# What this task involves:
Reproduce the records below exactly as given.

# Items:

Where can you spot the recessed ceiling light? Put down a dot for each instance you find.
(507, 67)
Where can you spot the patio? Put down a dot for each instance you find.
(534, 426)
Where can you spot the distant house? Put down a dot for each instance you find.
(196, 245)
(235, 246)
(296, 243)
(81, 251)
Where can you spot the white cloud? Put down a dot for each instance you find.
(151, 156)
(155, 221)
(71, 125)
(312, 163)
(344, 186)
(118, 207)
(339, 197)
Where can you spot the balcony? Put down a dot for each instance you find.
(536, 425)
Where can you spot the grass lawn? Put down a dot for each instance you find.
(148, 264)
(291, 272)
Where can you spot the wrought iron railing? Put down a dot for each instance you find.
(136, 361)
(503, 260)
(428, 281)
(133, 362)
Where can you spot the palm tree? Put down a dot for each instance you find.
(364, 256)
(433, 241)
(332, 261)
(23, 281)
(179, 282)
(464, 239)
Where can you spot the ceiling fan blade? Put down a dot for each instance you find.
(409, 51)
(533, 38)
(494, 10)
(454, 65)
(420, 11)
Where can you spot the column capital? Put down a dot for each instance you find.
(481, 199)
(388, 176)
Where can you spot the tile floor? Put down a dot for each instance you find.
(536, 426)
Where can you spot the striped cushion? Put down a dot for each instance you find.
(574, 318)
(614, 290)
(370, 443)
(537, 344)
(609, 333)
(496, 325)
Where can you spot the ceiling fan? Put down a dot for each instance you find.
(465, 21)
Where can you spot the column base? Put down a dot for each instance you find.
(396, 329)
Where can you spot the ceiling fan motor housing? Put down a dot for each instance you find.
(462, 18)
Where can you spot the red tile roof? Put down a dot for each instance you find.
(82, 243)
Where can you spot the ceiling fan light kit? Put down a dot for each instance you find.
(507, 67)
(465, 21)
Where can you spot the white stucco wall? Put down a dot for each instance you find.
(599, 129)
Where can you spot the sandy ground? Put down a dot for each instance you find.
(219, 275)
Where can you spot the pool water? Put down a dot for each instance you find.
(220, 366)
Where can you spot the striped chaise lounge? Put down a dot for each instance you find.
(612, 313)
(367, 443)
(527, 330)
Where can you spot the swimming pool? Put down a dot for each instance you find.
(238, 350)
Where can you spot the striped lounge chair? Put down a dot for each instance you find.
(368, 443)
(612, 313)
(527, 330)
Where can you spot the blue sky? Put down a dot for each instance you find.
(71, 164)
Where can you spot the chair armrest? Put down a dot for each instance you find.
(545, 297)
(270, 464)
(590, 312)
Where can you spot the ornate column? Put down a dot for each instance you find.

# Response below:
Where can you spot the recessed ceiling light? Put down a dot for each instance you find.
(507, 67)
Where can you spot the patio? Put down a dot for each instance you find.
(534, 426)
Where can you spot the distant house? Put down a dot for each instance you find.
(196, 245)
(235, 246)
(296, 243)
(81, 251)
Where can you spot the white cloud? Put down a dot for each instance you find.
(151, 156)
(155, 221)
(71, 125)
(312, 163)
(344, 186)
(118, 207)
(339, 197)
Where can you spot the balcony? Put down a dot for each instance you find.
(536, 425)
Where can you spot the grass lawn? Put down a dot for each instance you find.
(148, 264)
(291, 272)
Where can you spot the wrought iron railing? Put down a dot for each instance you find.
(136, 361)
(503, 260)
(428, 281)
(133, 362)
Where can you spot the palm tree? Put down a dot for each instance you find.
(364, 256)
(433, 241)
(332, 261)
(23, 281)
(179, 282)
(464, 239)
Where can you spot the ceiling fan blade? Put down a dot for each instance you find.
(409, 51)
(533, 38)
(494, 10)
(454, 65)
(420, 11)
Where can you spot the column capital? Put down a dot for each instance you find.
(481, 199)
(388, 176)
Where can you spot the tile floor? Put down a dot for each instance you find.
(536, 426)
Where can you spot the striped cushion? Put down a dot for each instance you find.
(574, 318)
(614, 290)
(370, 443)
(537, 344)
(609, 333)
(496, 325)
Where can you spot the ceiling fan? Put down a dot for each instance you find.
(465, 21)
Where can you spot the column base? Put down a dot for each instance you find.
(396, 329)
Where can you spot the ceiling fan motor housing? Put down a dot for each instance you find.
(462, 18)
Where can you spot the red tile roof? Put down a dot for each instance you find.
(82, 243)
Where can you spot the ceiling fan light kit? Put down a dot for each instance you find.
(507, 67)
(465, 21)
Where can you spot the white stucco wall? Put down a dot for each instance you find.
(599, 129)
Where can you spot the sandy ground? Put down a dot for each instance you find.
(219, 275)
Where can you spot the pool water? Put down a dot for each instance you find.
(220, 366)
Where can you spot the striped chaise lounge? Put down a dot for each instance you find.
(612, 313)
(367, 443)
(527, 330)
Where can you spot the swimming pool? Put down a dot for each instance you find.
(238, 350)
Where can you spot the striped lounge chair? Put down a dot for each instance you find.
(368, 443)
(612, 313)
(527, 330)
Where can you spot the blue sky? Put down a dot for each instance you find.
(71, 164)
Where can you spot the chair armrest? Put down a dot for each instance you find.
(545, 297)
(270, 464)
(590, 312)
Where can you spot the ornate column? Put down a dot for each instance you find.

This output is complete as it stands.